**WRITTEN PROBLEM:**
Emit the line that holds "Using the labeling tool, outline every valley" and all lines following it through the end of the data, verbatim, and nothing else.

**MATERIAL FOR THIS EXERCISE:**
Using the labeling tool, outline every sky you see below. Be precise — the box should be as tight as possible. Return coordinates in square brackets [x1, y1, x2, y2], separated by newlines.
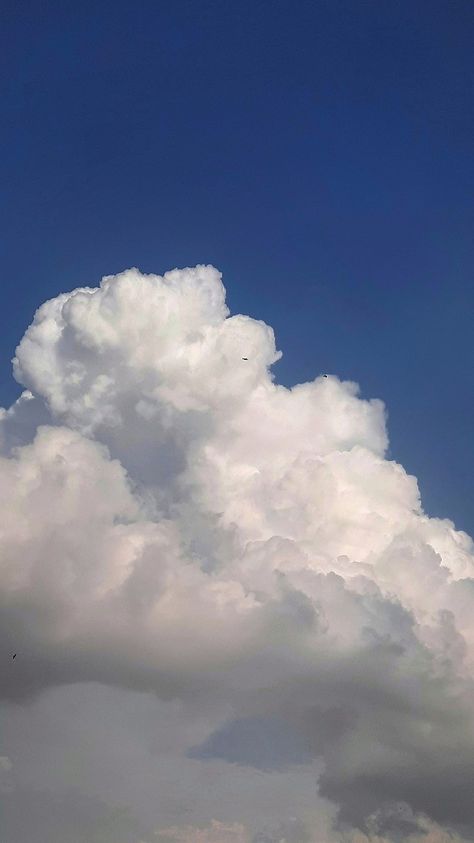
[0, 0, 474, 843]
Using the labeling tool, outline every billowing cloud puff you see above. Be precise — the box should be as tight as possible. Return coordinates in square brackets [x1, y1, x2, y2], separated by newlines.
[0, 266, 474, 843]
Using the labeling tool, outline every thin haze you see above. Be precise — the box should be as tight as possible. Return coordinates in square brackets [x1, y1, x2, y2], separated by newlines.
[0, 266, 474, 843]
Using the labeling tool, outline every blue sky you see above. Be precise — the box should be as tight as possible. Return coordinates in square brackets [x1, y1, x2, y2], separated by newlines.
[0, 0, 474, 533]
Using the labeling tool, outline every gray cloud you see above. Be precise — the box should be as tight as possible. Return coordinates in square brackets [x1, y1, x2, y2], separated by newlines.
[0, 266, 474, 843]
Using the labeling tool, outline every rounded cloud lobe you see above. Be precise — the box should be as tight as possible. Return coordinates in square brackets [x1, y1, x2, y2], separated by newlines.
[0, 266, 474, 843]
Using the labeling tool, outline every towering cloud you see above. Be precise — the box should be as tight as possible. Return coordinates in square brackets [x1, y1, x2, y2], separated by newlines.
[0, 266, 474, 843]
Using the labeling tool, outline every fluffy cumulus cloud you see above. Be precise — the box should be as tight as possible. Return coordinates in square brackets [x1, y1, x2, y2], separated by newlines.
[0, 266, 474, 843]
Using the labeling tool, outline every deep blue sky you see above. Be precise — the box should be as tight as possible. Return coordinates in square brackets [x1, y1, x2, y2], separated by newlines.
[0, 0, 474, 533]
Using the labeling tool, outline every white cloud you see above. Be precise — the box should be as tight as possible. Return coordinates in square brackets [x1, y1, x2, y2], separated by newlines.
[0, 267, 474, 843]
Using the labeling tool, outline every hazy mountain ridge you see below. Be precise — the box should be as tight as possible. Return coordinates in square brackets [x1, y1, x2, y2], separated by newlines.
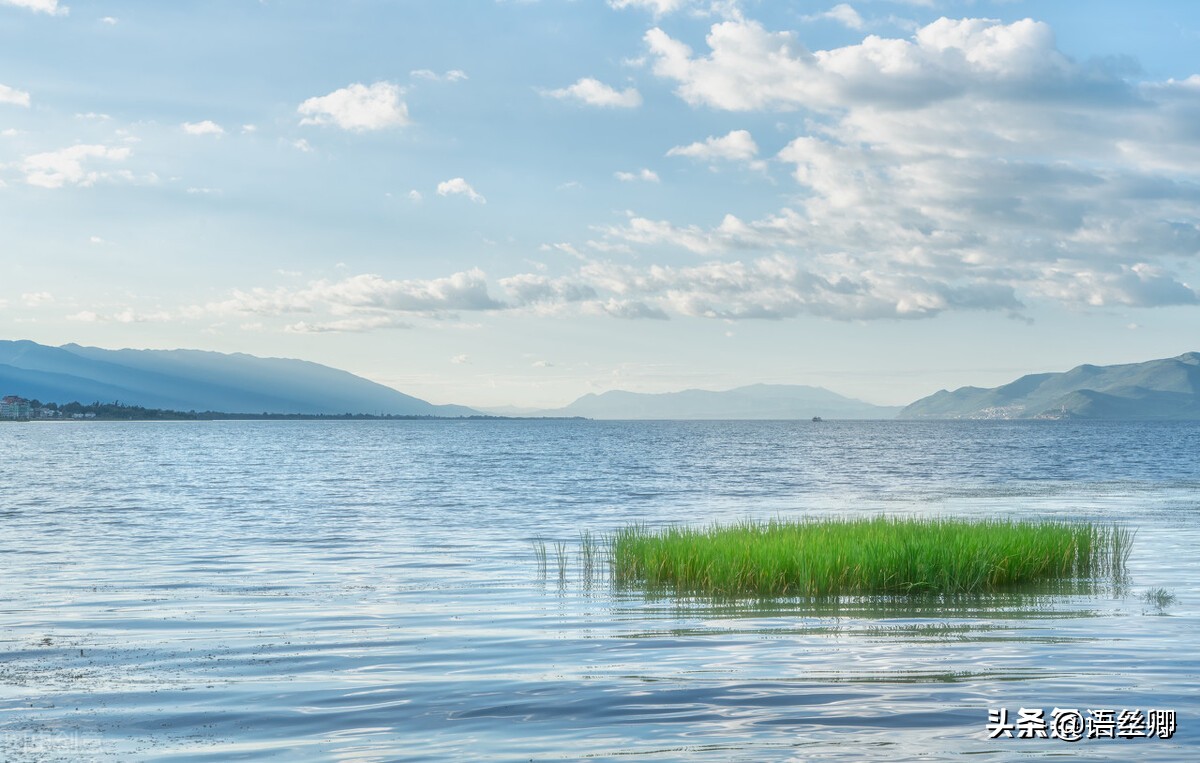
[899, 353, 1200, 419]
[538, 384, 900, 419]
[0, 341, 478, 416]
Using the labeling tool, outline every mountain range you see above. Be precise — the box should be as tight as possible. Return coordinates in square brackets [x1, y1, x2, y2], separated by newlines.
[899, 353, 1200, 419]
[525, 384, 900, 419]
[0, 341, 479, 416]
[0, 341, 1200, 420]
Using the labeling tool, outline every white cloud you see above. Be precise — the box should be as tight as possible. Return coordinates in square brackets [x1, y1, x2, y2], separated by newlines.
[667, 130, 758, 162]
[613, 167, 659, 182]
[20, 292, 54, 307]
[608, 0, 688, 16]
[408, 68, 469, 82]
[804, 2, 865, 30]
[20, 144, 132, 188]
[181, 119, 224, 136]
[283, 316, 413, 334]
[546, 77, 642, 109]
[0, 85, 29, 108]
[296, 82, 409, 132]
[211, 270, 504, 316]
[0, 0, 71, 16]
[646, 18, 1089, 110]
[66, 307, 174, 323]
[624, 14, 1200, 317]
[438, 178, 487, 204]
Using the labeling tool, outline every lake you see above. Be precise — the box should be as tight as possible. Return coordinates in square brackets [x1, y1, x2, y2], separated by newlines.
[0, 421, 1200, 762]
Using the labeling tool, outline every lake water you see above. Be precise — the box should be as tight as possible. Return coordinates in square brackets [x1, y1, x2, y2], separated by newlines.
[0, 421, 1200, 762]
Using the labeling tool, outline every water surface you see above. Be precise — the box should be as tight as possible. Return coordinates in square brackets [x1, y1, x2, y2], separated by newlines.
[0, 421, 1200, 762]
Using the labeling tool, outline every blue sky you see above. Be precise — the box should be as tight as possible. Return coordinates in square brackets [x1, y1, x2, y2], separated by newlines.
[0, 0, 1200, 407]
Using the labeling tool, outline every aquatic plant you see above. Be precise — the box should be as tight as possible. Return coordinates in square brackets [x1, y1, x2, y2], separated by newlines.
[1141, 588, 1175, 614]
[533, 537, 546, 578]
[580, 530, 600, 585]
[554, 541, 566, 583]
[610, 517, 1133, 596]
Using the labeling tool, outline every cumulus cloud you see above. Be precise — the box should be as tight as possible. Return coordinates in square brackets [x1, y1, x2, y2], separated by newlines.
[0, 0, 71, 16]
[0, 85, 29, 108]
[438, 178, 487, 204]
[546, 77, 642, 109]
[182, 119, 224, 136]
[296, 82, 409, 132]
[667, 130, 758, 162]
[613, 167, 659, 182]
[20, 144, 132, 188]
[624, 18, 1200, 316]
[804, 2, 865, 30]
[646, 18, 1104, 110]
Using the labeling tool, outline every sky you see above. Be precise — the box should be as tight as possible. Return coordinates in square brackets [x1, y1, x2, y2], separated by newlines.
[0, 0, 1200, 408]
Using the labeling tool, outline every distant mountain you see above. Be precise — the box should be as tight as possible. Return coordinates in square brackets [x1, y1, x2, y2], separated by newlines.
[0, 341, 478, 416]
[538, 384, 900, 419]
[900, 353, 1200, 419]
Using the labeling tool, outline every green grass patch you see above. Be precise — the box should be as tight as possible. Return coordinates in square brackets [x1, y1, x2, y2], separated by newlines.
[608, 517, 1133, 597]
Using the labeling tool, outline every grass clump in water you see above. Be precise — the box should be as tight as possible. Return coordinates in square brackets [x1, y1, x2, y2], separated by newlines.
[610, 517, 1133, 597]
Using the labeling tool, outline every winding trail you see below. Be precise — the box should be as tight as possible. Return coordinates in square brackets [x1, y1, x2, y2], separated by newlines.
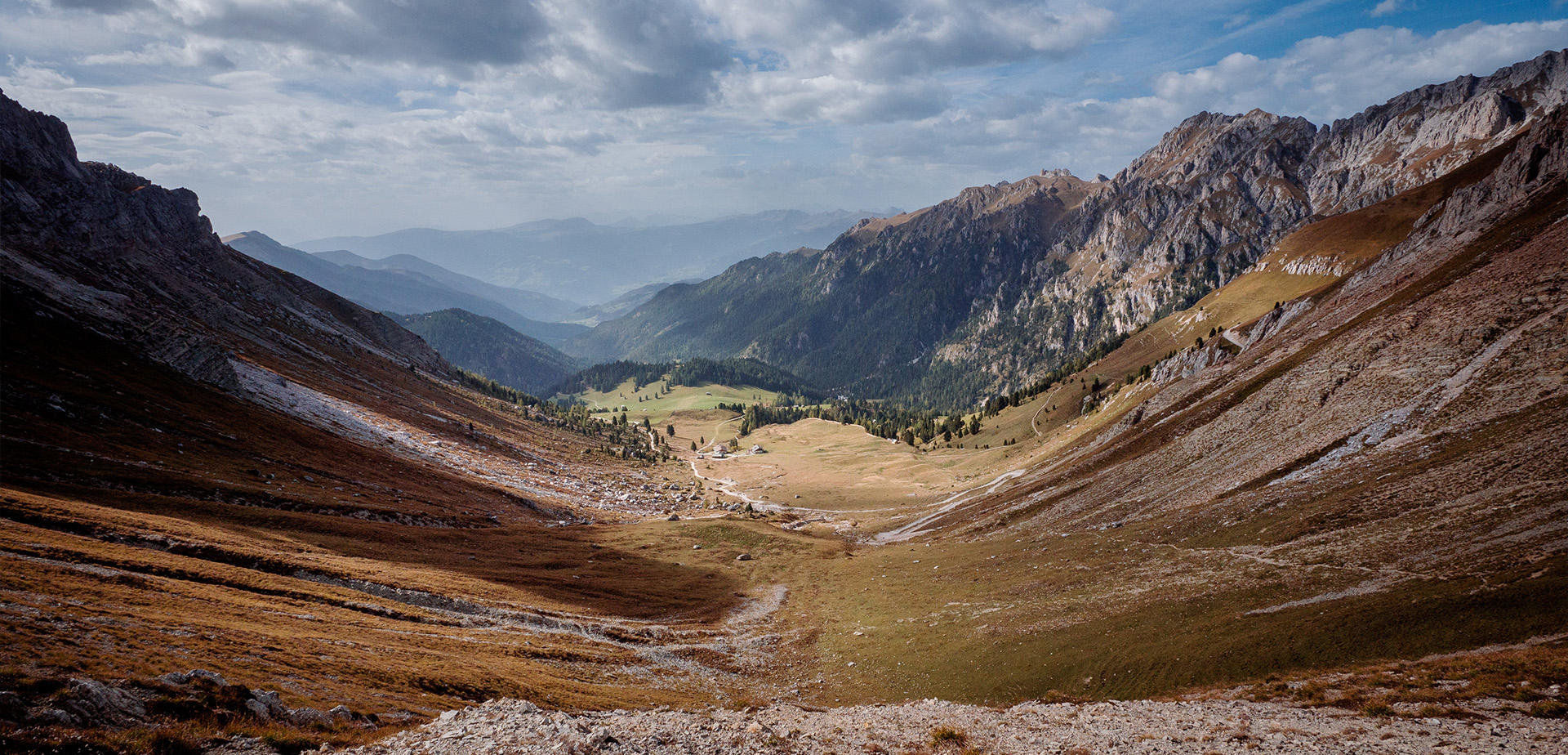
[872, 469, 1024, 545]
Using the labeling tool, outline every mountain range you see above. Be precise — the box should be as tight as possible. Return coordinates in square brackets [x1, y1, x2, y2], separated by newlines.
[221, 230, 586, 344]
[0, 51, 1568, 755]
[563, 51, 1568, 407]
[295, 210, 897, 305]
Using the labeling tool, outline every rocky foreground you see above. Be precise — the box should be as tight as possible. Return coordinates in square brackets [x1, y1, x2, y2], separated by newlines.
[312, 700, 1568, 755]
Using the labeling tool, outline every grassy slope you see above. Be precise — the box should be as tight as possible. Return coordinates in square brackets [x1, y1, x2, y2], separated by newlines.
[677, 138, 1568, 702]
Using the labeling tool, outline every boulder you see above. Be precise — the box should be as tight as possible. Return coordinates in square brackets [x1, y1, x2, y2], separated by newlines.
[0, 692, 27, 724]
[61, 680, 147, 726]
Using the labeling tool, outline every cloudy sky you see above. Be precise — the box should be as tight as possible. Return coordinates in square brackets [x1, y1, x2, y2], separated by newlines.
[0, 0, 1568, 242]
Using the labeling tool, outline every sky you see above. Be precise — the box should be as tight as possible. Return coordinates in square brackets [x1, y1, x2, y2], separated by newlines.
[0, 0, 1568, 242]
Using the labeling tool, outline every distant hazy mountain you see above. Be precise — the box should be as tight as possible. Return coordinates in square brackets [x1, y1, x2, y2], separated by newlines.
[223, 230, 588, 344]
[296, 208, 897, 305]
[563, 51, 1568, 407]
[559, 278, 701, 328]
[315, 249, 581, 322]
[397, 309, 581, 395]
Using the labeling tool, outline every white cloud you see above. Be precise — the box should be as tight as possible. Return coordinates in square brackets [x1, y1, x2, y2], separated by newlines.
[0, 0, 1568, 239]
[1367, 0, 1410, 19]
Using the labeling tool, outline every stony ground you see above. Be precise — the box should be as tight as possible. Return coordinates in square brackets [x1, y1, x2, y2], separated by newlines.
[321, 700, 1568, 755]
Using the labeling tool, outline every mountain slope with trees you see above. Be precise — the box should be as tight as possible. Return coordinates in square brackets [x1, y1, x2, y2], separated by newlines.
[563, 51, 1568, 407]
[397, 309, 581, 395]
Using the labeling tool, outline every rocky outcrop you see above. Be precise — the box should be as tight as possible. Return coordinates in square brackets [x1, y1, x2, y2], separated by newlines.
[1304, 50, 1568, 215]
[0, 668, 376, 728]
[0, 94, 450, 391]
[578, 51, 1568, 405]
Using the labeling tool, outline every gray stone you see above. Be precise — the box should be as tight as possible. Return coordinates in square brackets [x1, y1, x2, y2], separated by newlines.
[61, 680, 147, 726]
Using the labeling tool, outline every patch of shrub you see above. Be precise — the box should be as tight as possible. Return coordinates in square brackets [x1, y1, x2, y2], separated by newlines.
[1530, 700, 1568, 719]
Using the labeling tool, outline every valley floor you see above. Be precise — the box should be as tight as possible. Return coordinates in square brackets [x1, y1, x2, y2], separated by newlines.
[321, 700, 1568, 755]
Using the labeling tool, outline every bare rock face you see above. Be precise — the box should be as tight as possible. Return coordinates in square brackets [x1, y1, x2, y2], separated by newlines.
[1304, 50, 1568, 215]
[0, 94, 450, 391]
[578, 50, 1568, 404]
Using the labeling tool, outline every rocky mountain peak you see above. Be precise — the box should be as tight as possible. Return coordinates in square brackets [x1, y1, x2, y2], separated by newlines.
[0, 94, 450, 389]
[1306, 50, 1568, 215]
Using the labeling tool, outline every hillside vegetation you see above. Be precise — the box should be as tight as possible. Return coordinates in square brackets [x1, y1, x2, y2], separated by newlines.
[397, 309, 581, 395]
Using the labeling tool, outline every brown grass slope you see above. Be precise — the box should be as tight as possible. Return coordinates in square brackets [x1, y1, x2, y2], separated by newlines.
[784, 104, 1568, 702]
[0, 89, 771, 750]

**PROBLEM SOLUTION:**
Using the labeling tool, outline every valley floor you see above. Be precise — the box should be as tight as possible. Return coordinates in square brackets [x1, y1, x2, y2], separated by newlines.
[321, 700, 1568, 755]
Using the labeling tool, outline every bare rock face you see above. Be precise — the box should be as tight as possible. Return coordinates in square brackets [x1, y1, x2, y2], separated by newlines.
[1304, 50, 1568, 215]
[0, 94, 450, 391]
[578, 50, 1568, 404]
Using the labeling tool, outline every rocky mountain peak you see above. Be precise — the box should be as tight as possible. Return coordinates in square brackets [x1, y1, x2, y2], separated by newlines.
[0, 94, 450, 389]
[1306, 50, 1568, 215]
Using the labeling tool, outline every hillside vegetation you see above. Be precise — the box should be as tight as possible. Return coordinates in square brackets [x1, y1, x2, y2], separated by newlines.
[397, 309, 581, 395]
Using the labeling tool, outline every brown grass slope you see above. Be precise — the box should be as tight as possible. Return coordinates in square brackets [x1, y1, x2, y2], separated by newlines.
[784, 104, 1568, 702]
[0, 89, 771, 750]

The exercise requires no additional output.